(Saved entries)
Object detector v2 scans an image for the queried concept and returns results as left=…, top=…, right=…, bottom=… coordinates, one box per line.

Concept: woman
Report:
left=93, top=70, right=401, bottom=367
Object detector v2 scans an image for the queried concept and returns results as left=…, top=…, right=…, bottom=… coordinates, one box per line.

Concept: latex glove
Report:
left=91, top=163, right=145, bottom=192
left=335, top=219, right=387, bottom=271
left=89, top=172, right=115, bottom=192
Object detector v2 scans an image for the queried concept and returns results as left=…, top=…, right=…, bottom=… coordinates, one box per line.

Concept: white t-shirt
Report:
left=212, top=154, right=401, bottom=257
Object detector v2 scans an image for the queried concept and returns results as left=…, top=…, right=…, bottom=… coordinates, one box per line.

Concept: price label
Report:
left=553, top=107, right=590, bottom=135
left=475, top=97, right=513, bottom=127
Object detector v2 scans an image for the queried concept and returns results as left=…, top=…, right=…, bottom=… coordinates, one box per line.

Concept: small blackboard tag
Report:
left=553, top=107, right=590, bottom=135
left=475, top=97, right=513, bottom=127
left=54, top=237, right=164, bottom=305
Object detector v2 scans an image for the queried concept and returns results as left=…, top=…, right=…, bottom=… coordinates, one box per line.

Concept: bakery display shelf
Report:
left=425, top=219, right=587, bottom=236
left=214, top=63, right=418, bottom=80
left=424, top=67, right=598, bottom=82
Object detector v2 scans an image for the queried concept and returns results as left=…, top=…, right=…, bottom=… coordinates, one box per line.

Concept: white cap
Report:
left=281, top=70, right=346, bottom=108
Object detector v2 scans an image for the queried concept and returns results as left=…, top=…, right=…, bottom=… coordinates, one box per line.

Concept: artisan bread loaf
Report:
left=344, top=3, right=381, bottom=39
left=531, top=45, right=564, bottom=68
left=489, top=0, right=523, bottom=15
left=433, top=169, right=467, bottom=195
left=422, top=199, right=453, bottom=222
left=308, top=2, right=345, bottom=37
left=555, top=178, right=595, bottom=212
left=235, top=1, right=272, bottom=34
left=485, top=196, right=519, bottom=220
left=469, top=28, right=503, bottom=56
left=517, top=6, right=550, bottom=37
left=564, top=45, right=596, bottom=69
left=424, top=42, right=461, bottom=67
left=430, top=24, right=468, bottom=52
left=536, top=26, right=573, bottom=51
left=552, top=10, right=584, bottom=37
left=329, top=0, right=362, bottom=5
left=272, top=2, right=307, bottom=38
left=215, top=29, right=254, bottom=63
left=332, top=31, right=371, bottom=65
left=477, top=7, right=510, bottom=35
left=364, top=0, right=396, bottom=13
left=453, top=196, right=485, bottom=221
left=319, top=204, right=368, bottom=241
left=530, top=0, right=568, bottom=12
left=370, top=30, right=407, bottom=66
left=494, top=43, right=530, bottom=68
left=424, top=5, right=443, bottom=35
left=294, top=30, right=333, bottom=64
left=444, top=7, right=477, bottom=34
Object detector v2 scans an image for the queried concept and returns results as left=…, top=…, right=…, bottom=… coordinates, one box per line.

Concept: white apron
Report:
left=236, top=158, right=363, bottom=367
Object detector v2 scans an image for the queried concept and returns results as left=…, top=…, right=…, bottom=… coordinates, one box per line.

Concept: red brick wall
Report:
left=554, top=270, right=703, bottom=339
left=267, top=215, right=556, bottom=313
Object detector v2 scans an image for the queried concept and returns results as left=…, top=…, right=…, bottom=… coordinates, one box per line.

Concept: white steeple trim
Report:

** Activity **
A complete answer gives every line of the data that includes "white".

** Task result **
Concept: white t-shirt
Concept: white cap
Concept: white apron
Concept: white steeple trim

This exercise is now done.